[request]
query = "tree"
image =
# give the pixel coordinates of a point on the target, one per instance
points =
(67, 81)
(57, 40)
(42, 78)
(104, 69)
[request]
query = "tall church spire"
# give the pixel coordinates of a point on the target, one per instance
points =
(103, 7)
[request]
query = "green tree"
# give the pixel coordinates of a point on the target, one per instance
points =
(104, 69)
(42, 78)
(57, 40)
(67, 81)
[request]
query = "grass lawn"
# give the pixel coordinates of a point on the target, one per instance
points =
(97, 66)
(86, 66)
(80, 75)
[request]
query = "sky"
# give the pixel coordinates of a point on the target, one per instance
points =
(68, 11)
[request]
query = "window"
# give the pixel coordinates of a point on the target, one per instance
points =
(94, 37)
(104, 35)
+===+
■ PROBLEM DESCRIPTION: Rewrite all of the material above, replacing every occurrence of "target" with "object" and leaving everything else unchanged.

■ RESULT OF THIS EXERCISE:
[request]
query = "tree"
image =
# give the pixel coordinates of a point on the object, one per instance
points =
(67, 81)
(57, 40)
(42, 78)
(104, 69)
[request]
query = "tall church spire"
# give the pixel coordinates of a point on the object, one per instance
points =
(103, 7)
[request]
query = "green tree"
# give the pixel coordinates of a point on the object, one per instance
points =
(104, 69)
(42, 78)
(57, 40)
(67, 81)
[request]
query = "grass lawn"
# give the pixel coordinates of a point on the object, one per instance
points =
(97, 66)
(86, 66)
(80, 75)
[request]
query = "sky"
# give the pixel coordinates of a point on the object, one per instance
points =
(68, 11)
[request]
query = "window"
# give the pixel coordinates of a point on the object, one per instance
points =
(94, 37)
(104, 35)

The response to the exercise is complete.